TO DO → Write out all of the data below line for line, keeping every word and number the same.

(Extracted data)
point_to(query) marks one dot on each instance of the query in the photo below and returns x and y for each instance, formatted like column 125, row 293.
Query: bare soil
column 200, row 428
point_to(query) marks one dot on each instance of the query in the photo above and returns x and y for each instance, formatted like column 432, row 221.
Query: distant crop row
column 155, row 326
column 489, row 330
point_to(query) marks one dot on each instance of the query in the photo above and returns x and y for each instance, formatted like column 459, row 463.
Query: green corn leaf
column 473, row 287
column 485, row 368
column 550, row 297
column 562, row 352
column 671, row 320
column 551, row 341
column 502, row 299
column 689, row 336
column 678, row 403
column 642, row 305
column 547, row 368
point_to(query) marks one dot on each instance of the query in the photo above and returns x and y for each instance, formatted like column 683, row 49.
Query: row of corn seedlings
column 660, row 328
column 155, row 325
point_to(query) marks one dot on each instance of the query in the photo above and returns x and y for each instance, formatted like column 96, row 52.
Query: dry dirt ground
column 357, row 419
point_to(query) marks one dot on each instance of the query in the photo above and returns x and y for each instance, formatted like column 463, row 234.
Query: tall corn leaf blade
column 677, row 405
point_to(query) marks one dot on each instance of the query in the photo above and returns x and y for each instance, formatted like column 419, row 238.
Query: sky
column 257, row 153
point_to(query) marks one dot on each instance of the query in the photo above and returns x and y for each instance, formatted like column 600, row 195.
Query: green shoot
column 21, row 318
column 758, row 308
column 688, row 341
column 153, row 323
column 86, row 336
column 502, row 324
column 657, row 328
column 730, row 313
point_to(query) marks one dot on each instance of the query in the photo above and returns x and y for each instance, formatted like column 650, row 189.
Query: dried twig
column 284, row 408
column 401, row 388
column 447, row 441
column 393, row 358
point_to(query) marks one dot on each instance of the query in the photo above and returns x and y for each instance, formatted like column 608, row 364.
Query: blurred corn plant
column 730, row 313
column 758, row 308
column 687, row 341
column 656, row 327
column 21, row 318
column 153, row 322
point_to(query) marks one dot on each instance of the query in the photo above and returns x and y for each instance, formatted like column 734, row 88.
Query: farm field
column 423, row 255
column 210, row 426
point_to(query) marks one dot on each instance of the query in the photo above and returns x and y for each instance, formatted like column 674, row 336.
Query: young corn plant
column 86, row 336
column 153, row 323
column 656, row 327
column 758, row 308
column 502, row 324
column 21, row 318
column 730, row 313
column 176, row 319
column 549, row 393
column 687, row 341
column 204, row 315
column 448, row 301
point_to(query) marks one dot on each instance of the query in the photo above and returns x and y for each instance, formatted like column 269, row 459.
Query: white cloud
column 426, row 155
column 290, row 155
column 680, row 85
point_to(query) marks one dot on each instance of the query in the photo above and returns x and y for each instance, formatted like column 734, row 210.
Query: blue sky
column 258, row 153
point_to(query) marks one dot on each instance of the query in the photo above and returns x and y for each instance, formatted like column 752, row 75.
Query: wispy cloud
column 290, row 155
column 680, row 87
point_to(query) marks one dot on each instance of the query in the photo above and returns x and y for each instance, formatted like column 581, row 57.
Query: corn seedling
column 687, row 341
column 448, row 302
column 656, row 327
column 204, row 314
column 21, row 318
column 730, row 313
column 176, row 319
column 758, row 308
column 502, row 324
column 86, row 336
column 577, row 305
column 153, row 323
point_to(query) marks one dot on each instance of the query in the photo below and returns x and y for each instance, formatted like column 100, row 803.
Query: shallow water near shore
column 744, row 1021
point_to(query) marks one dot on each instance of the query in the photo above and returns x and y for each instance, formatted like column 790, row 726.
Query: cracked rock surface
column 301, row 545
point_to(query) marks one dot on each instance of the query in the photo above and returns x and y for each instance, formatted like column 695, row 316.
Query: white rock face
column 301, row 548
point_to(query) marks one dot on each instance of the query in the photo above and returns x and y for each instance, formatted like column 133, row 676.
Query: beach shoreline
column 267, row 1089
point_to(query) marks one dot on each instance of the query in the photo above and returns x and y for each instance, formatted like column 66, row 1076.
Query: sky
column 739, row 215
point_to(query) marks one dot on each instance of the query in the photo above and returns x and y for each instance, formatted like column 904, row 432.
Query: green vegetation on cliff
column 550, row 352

REPLY TO THE EXERCISE →
point_to(query) marks one dot on each instance of the query in the photo below and returns x and y for each instance, formatted like column 125, row 293.
Query: bare soil
column 200, row 428
point_to(query) marks one dot on each instance of the query in the photo above and returns x and y for each instance, formatted like column 432, row 221.
Query: distant crop row
column 155, row 326
column 489, row 330
point_to(query) marks one dot on each instance of the query in the photo above and returns x and y for each instance, formatted like column 459, row 463.
Query: green corn leaf
column 473, row 287
column 485, row 368
column 550, row 297
column 562, row 352
column 671, row 320
column 551, row 341
column 502, row 299
column 689, row 336
column 678, row 403
column 642, row 305
column 547, row 368
point_to(query) marks one dot on each instance of the query in the photo above and returns x and y for each instance, formatted like column 683, row 49.
Query: row of corn seedlings
column 660, row 328
column 155, row 325
point_to(query) marks one dot on each instance of the query in the photo above and returns x and y for each instance, formatted like column 96, row 52.
Query: dry dirt ground
column 357, row 419
point_to(query) marks one dot on each instance of the query in the photo above and returns x and y for each instance, formatted like column 463, row 234.
Query: tall corn leaf blade
column 677, row 405
point_to(query) marks one dot on each instance of the query in the photo above and returns x and y for each instance, formatted like column 419, row 238.
Query: sky
column 257, row 153
point_to(query) marks one dot on each instance of the query in the photo above and returns x and y for each instance, formatted like column 600, row 195.
Query: green shoot
column 21, row 318
column 758, row 308
column 688, row 341
column 153, row 323
column 86, row 336
column 502, row 324
column 657, row 328
column 730, row 313
point_to(query) marks one dot on each instance of the query in the photo above and returns x and y for each instance, formatted like column 650, row 189.
Query: dried twig
column 284, row 408
column 401, row 388
column 447, row 441
column 393, row 358
point_to(query) marks one dot on each instance of the query in the photo above and returns x and y for each instance, formatted like column 608, row 364.
Query: blurred corn plant
column 730, row 313
column 758, row 308
column 687, row 341
column 656, row 327
column 21, row 318
column 153, row 322
point_to(query) marks one dot on each instance of the query in the photo above and returns x and y for each instance, formatted like column 734, row 88.
Query: farm field
column 423, row 255
column 210, row 426
point_to(query) marks one dot on each instance of the query in the photo above and returns x and y for each instance, formatted like column 674, row 336.
Query: young corn plant
column 86, row 336
column 153, row 323
column 656, row 327
column 758, row 308
column 502, row 324
column 21, row 318
column 730, row 313
column 176, row 319
column 549, row 393
column 687, row 341
column 204, row 315
column 448, row 301
point_to(query) marks one dot on each instance of the query in the photo above and returns x and y for each instance, formatted like column 269, row 459.
Query: white cloud
column 426, row 155
column 290, row 155
column 680, row 85
point_to(query) marks one dot on each instance of the query in the photo above and returns x and y for each instance, formatted like column 734, row 210.
Query: blue sky
column 258, row 153
point_to(query) marks one dot on each instance of the query in the photo above and returns x and y for each instance, formatted like column 752, row 75.
Query: wispy cloud
column 290, row 155
column 680, row 87
point_to(query) marks one dot on each instance of the query in the photo above and returns x and y for each instance, formatted like column 581, row 57.
Query: corn seedling
column 687, row 341
column 448, row 302
column 656, row 327
column 204, row 314
column 21, row 318
column 730, row 313
column 176, row 319
column 758, row 308
column 502, row 324
column 86, row 336
column 577, row 305
column 153, row 323
point_to(query) marks one dot on each instance of the query in the photo below and returns x and y for each instance, formatted like column 100, row 803.
Query: shallow water near shore
column 744, row 1021
point_to(query) marks one dot on each instance of the query in the photo above and returns x and y for each instance, formatted like column 790, row 726.
Query: cracked rock surface
column 301, row 545
point_to(query) marks one dot on each instance of the query in the photo above and returns x and y for each instance, formatted like column 695, row 316.
Query: white rock face
column 301, row 548
point_to(query) marks one dot on each instance of the query in the photo above and returns x and y for each instance, formatted like column 133, row 676.
Query: beach shoreline
column 267, row 1089
point_to(query) marks one dot on each instance of the query in the photo above and returns x and y for each instance, formatted like column 66, row 1076.
Query: sky
column 739, row 215
point_to(query) marks one dot on each instance of the query in the photo above and returns x and y for each instance, formatted like column 904, row 432.
Query: green vegetation on cliff
column 550, row 352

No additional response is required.